---------- GIVEN ENTRIES
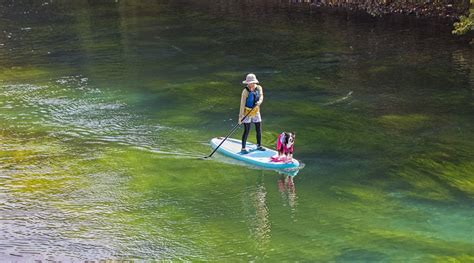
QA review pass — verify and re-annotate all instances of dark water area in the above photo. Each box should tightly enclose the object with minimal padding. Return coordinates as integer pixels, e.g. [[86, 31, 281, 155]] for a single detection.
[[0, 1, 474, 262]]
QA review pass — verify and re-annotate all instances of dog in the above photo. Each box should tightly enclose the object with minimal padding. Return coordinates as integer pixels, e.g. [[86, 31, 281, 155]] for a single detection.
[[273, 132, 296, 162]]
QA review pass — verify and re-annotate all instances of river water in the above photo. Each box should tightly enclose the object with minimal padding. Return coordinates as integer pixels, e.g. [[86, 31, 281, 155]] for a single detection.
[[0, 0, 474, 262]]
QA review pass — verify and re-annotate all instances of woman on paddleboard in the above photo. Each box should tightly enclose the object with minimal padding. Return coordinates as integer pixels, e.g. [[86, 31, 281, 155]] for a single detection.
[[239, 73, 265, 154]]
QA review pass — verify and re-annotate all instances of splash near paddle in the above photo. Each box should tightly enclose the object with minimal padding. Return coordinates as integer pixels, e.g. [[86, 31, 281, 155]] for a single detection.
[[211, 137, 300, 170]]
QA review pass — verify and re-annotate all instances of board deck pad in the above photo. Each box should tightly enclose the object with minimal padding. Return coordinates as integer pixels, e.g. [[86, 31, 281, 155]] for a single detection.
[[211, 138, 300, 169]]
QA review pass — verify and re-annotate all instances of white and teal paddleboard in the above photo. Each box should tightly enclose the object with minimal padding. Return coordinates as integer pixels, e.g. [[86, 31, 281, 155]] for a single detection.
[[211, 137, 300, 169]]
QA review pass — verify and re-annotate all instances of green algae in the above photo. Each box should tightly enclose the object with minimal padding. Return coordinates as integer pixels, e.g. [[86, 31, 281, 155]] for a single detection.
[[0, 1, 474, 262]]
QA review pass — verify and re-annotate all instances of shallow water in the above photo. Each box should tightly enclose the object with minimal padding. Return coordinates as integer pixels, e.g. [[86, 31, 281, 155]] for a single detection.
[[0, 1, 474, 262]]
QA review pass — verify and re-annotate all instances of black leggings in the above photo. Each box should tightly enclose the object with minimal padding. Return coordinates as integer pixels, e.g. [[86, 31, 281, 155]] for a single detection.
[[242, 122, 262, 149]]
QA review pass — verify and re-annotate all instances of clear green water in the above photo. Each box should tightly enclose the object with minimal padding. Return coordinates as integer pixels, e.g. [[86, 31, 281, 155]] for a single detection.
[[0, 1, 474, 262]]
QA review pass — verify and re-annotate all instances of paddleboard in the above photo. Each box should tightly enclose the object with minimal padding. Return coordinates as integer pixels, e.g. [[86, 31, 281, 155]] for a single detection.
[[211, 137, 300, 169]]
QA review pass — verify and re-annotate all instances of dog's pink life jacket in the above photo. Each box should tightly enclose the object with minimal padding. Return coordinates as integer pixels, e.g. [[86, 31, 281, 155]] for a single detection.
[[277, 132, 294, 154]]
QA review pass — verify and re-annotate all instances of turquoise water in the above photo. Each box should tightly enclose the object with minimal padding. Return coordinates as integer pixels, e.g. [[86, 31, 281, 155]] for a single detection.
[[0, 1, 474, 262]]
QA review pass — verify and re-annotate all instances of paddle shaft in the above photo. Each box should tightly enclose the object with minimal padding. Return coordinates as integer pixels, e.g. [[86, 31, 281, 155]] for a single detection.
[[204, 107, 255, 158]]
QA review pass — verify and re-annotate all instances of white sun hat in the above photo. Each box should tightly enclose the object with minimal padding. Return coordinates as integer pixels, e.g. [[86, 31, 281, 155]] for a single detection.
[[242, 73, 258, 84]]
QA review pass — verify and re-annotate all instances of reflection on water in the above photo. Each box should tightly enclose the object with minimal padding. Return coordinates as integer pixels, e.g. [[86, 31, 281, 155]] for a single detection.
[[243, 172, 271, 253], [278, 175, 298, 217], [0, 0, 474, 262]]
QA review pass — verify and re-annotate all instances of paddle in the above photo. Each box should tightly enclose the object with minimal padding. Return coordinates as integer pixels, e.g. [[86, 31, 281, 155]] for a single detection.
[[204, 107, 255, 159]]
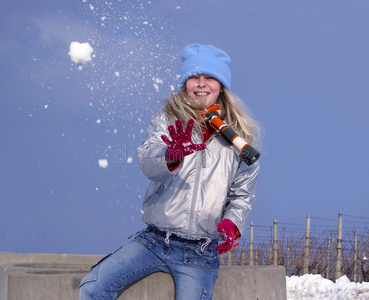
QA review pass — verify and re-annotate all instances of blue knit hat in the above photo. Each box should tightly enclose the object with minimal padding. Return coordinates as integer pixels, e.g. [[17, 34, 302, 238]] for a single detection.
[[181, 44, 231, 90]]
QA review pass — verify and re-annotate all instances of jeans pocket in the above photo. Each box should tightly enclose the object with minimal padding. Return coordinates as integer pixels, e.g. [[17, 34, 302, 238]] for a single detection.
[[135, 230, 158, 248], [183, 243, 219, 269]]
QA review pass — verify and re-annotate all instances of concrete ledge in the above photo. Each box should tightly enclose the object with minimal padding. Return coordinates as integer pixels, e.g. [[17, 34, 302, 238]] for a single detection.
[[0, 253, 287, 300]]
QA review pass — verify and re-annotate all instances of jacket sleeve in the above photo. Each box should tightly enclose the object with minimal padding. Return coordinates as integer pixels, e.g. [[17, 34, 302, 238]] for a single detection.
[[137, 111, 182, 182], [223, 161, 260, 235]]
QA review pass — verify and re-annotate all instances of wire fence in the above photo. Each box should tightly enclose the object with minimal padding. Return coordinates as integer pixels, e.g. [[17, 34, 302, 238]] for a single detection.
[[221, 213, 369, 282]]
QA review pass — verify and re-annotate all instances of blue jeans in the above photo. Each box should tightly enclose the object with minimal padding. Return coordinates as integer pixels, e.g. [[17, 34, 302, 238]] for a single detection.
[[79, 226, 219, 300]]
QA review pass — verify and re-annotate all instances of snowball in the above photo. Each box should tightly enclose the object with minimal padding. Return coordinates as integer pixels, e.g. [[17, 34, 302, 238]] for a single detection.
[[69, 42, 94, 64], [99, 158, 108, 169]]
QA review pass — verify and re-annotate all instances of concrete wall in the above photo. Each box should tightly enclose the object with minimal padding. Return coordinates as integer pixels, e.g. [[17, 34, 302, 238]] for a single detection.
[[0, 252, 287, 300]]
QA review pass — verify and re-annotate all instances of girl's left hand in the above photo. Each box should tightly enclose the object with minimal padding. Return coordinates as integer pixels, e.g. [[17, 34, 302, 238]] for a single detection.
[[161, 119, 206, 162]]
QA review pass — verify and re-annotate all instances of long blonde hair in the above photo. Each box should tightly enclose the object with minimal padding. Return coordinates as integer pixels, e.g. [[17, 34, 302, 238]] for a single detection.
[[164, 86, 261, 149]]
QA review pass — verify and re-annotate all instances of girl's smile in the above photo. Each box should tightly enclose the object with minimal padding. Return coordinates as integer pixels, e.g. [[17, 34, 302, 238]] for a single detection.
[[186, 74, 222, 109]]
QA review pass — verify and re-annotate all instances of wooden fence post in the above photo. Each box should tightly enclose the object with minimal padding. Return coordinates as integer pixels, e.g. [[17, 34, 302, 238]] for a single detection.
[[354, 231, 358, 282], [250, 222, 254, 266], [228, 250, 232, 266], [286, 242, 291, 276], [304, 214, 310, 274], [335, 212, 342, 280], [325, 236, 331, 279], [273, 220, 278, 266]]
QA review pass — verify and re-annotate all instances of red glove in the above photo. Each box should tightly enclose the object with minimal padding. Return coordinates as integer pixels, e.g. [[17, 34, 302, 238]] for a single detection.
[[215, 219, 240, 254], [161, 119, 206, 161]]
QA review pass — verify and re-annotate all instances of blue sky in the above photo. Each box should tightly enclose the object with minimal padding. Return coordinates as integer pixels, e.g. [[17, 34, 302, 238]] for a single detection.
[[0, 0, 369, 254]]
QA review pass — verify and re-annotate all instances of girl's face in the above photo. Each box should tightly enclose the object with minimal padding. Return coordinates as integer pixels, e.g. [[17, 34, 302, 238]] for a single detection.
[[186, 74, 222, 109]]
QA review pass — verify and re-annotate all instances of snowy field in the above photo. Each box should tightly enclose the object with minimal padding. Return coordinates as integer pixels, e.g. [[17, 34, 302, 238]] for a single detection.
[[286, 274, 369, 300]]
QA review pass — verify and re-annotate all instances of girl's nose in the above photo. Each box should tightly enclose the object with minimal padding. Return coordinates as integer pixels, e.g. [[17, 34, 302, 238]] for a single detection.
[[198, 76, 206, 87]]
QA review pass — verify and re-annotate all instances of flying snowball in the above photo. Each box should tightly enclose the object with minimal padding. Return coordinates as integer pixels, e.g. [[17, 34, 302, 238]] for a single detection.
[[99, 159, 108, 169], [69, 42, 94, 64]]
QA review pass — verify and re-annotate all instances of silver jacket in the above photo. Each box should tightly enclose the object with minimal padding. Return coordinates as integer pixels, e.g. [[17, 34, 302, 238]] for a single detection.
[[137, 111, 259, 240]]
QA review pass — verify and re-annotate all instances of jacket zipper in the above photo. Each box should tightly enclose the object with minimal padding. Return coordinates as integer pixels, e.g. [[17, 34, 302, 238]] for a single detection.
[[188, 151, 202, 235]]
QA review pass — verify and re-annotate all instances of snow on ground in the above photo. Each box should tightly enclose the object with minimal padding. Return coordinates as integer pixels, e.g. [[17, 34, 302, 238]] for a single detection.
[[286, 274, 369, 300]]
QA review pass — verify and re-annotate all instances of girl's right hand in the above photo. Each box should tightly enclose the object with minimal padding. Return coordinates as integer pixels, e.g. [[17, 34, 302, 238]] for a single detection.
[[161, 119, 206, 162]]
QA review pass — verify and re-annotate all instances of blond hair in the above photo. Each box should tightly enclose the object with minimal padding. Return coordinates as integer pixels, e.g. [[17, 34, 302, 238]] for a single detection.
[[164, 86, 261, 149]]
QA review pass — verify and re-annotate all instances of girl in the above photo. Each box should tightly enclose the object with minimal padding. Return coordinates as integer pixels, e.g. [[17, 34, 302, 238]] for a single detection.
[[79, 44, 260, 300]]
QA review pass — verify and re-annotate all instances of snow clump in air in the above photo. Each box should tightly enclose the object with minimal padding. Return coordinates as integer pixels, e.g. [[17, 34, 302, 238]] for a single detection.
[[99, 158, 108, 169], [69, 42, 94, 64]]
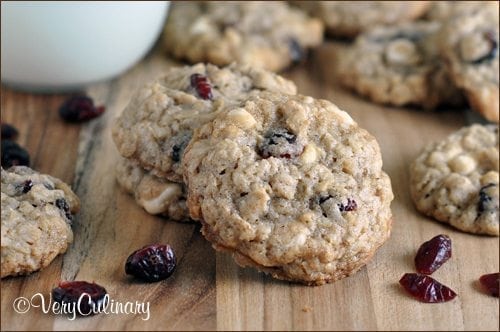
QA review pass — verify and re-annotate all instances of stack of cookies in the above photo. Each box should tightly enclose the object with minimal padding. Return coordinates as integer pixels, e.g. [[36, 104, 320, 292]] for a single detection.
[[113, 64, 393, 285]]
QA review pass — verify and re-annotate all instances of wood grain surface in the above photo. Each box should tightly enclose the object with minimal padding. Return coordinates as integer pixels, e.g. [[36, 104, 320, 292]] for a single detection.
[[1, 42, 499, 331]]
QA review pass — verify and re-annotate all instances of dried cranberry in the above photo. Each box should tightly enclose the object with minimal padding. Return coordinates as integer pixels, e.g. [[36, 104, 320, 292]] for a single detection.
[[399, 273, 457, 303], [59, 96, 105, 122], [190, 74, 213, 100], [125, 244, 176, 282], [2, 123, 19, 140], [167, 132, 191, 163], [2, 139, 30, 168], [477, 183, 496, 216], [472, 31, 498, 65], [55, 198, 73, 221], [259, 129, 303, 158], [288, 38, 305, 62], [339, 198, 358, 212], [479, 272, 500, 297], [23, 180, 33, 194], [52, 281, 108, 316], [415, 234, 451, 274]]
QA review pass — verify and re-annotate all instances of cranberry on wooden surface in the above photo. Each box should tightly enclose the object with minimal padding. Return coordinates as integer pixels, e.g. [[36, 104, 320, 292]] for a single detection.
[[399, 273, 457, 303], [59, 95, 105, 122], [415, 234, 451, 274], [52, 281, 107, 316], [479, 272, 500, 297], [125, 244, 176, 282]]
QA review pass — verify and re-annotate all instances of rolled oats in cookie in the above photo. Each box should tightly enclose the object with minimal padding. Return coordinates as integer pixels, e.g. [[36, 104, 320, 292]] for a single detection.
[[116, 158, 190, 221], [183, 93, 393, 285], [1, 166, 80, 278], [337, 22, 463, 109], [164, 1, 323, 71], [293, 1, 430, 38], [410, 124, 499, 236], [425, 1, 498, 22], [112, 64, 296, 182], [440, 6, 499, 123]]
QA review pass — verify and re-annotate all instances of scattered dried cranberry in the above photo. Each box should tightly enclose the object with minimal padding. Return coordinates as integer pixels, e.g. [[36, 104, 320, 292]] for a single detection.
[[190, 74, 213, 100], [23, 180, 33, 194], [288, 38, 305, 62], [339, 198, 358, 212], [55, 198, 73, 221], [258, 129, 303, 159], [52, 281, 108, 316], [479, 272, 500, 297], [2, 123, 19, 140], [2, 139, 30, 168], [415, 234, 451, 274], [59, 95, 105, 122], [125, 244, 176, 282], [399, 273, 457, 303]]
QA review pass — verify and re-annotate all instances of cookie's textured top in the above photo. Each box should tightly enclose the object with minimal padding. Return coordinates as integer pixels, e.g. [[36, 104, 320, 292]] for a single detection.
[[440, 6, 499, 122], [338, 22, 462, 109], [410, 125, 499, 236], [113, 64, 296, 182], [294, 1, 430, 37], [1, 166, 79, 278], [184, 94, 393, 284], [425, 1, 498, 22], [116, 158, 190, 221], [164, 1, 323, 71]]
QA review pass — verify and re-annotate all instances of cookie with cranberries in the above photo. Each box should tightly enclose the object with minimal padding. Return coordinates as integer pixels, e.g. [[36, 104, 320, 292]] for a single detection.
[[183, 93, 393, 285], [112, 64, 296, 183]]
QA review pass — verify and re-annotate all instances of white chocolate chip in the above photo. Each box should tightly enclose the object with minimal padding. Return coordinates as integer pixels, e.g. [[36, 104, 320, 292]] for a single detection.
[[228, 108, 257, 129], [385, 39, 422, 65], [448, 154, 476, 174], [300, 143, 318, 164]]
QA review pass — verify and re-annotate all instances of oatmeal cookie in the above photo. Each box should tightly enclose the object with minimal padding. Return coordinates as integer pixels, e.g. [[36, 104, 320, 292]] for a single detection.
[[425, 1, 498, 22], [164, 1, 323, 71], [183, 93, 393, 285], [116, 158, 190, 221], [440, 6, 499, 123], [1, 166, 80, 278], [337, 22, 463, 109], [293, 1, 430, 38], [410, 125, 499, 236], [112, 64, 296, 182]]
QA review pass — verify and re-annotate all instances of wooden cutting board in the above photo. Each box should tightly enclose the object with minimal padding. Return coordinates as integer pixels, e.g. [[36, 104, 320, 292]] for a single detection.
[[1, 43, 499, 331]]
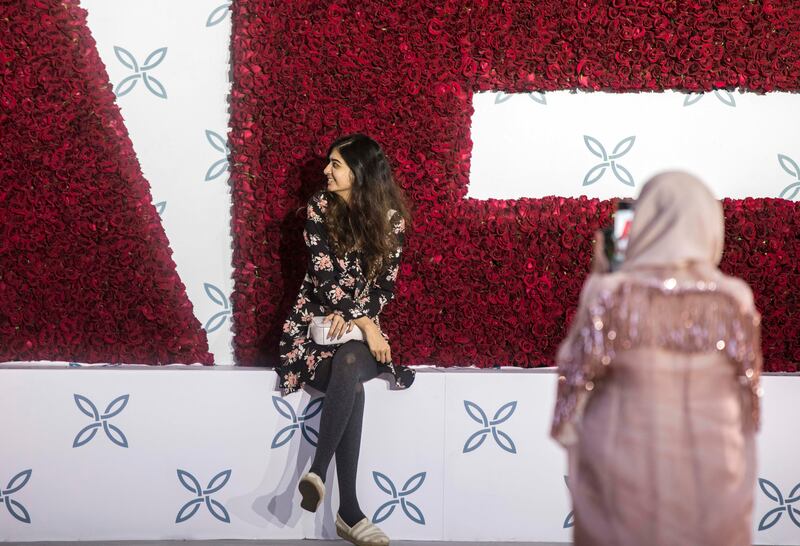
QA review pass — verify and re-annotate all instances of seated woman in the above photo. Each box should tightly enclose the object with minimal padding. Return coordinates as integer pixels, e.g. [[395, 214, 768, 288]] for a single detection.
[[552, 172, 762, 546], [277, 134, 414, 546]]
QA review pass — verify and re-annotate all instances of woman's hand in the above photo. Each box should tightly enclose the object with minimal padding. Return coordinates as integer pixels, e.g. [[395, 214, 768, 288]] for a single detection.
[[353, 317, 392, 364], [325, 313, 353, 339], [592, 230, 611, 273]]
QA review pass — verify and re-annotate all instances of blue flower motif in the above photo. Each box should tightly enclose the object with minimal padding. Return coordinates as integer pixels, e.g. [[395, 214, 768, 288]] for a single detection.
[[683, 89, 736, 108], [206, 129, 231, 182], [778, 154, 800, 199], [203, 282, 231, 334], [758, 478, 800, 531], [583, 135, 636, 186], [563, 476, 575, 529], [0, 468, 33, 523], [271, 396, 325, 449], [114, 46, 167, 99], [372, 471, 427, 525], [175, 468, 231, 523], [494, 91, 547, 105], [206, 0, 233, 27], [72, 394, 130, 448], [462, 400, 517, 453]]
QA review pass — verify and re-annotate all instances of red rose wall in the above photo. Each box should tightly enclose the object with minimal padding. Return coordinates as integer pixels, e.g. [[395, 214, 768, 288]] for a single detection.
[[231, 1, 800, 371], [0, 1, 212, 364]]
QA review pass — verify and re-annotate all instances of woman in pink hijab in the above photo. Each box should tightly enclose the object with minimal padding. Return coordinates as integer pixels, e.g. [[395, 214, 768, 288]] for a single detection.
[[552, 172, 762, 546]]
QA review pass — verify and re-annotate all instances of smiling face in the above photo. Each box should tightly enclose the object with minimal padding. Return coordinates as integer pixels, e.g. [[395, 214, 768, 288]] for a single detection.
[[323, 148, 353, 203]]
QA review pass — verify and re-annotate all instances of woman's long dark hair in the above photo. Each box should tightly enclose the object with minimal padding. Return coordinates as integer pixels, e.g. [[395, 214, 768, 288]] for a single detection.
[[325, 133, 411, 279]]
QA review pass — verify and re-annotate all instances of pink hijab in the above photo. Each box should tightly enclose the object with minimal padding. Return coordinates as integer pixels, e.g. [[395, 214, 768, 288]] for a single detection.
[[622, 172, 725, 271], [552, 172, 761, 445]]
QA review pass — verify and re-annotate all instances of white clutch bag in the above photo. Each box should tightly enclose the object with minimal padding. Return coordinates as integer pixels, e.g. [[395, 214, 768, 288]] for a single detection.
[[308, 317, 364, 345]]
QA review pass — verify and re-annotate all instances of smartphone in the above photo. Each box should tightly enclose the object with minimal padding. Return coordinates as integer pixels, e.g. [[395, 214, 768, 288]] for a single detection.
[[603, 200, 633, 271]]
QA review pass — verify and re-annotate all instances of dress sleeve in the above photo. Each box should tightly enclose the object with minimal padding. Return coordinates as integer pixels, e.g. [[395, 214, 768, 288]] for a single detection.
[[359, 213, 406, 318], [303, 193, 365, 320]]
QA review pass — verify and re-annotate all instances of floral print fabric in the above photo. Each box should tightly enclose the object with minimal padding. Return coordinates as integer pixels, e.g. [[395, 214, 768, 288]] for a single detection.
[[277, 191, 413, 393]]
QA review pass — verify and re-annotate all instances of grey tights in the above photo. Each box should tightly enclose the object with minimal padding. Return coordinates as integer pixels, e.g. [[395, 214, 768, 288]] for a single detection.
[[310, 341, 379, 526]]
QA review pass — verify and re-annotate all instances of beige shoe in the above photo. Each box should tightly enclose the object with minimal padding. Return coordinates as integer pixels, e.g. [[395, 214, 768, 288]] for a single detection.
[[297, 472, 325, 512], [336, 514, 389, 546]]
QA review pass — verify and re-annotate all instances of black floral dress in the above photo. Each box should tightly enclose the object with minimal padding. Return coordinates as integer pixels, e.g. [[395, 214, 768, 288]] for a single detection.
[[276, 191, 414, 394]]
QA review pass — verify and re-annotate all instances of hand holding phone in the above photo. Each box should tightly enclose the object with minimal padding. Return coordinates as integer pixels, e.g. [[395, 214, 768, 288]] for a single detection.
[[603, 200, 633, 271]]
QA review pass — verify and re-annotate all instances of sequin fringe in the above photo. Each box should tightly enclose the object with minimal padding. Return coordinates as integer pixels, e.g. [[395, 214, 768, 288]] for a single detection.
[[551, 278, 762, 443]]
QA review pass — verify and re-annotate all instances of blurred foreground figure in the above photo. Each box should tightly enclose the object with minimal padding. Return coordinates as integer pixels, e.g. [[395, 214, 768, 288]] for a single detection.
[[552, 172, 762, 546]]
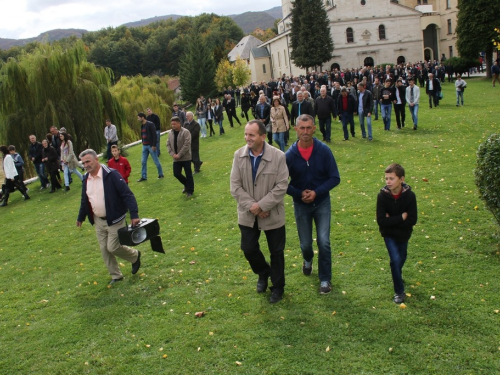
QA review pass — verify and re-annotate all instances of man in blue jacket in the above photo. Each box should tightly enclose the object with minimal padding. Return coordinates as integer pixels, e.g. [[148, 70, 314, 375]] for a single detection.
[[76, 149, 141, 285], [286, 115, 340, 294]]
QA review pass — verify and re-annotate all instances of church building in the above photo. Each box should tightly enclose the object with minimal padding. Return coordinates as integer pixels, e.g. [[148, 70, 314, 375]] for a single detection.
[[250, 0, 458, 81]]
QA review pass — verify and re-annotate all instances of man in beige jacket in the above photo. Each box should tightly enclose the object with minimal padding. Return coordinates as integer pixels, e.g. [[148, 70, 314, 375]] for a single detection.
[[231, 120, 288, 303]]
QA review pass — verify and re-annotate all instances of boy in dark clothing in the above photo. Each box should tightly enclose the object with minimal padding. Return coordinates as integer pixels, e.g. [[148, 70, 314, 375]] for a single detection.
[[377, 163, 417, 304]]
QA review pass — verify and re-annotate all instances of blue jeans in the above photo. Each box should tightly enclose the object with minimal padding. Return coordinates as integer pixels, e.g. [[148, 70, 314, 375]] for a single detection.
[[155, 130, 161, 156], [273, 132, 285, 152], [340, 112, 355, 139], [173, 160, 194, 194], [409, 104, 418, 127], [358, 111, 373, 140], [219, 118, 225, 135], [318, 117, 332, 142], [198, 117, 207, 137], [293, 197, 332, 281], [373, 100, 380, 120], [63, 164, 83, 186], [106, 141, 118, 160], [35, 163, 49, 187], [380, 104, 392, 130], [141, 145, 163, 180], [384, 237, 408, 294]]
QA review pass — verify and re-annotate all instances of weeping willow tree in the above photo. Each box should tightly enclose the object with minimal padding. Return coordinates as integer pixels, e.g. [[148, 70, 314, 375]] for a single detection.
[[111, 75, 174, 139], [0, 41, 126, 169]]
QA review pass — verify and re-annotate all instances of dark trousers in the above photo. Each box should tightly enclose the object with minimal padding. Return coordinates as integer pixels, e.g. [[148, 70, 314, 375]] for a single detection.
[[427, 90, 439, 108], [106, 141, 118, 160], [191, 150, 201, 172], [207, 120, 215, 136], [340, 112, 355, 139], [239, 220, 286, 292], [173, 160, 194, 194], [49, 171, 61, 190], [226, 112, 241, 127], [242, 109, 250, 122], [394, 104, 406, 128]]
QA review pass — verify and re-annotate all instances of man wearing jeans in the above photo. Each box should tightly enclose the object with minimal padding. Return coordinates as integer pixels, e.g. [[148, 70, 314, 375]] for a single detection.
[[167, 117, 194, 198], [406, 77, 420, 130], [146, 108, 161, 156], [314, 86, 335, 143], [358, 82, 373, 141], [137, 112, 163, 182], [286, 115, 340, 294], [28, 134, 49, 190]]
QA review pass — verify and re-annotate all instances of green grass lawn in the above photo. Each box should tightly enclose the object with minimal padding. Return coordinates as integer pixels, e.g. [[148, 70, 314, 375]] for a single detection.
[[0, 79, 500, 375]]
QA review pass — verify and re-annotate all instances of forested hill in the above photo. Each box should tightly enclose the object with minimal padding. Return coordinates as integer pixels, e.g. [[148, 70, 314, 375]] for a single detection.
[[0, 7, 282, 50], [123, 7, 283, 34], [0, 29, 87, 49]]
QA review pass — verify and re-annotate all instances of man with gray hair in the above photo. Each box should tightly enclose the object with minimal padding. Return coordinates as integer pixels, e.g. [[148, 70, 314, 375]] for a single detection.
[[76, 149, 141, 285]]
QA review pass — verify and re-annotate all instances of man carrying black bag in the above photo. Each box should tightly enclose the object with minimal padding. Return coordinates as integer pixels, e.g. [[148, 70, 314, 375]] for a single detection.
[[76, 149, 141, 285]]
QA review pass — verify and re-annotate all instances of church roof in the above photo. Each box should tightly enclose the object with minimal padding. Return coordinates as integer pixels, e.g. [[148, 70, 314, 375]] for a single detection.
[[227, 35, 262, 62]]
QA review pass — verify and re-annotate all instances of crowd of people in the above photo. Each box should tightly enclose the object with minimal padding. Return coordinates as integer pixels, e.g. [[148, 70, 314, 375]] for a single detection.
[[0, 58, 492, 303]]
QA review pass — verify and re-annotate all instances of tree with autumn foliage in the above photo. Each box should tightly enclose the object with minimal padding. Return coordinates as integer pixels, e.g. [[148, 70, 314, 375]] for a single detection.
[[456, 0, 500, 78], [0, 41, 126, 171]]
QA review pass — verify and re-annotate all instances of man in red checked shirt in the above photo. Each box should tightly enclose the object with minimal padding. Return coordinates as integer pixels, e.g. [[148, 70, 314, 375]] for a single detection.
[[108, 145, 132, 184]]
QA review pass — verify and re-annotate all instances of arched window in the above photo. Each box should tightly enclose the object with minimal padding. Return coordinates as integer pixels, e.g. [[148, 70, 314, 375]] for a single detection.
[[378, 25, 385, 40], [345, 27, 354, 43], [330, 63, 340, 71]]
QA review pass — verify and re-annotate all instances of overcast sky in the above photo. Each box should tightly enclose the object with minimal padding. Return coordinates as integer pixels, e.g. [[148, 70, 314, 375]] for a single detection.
--------------------
_GIVEN EXERCISE:_
Copy out the portion of the data above that begins with the line containing "instances of turquoise" and ends with the line containing "[[204, 107, 255, 159]]", putting "water reflection" in place of "reflection on water" and changing nothing else.

_COMPLETE RESPONSE:_
QA review pass — verify and re-annotate all instances of turquoise water in the above photo. Each box should tightly enclose the object with minimal padding. Return coordinates as integer pixels, e.g. [[86, 31, 281, 155]] for a single detection.
[[0, 1, 474, 262]]
QA review pass — verify and re-annotate all instances of paddle shaft in the above photo. Each box should tightly enclose the object with minimal padding. Return coordinates as integer pixels, e.g. [[86, 31, 281, 155]] for a single detection.
[[204, 107, 255, 158]]
QA review pass — verify and re-annotate all instances of white sun hat in the above photo. Each box should tightly enclose the object with minimal padding. Return coordinates as integer pixels, e.g. [[86, 31, 281, 155]] for a single detection.
[[242, 73, 258, 84]]
QA review pass — verify and re-annotate all instances of water reflection in the above photo. Each box should tightly enclose the object with minimal padding. Return coordinates as integer pixels, e.g. [[86, 31, 281, 155]] for a single detection.
[[243, 172, 271, 253], [278, 175, 298, 217], [0, 0, 474, 262]]
QA review pass — verify and re-annotate all instances of paddle in the above photo. Each box should tightly enclose the object with minimal padding. Return coordinates as integer pixels, e.g. [[86, 31, 281, 155]] for a single detection.
[[204, 107, 255, 159]]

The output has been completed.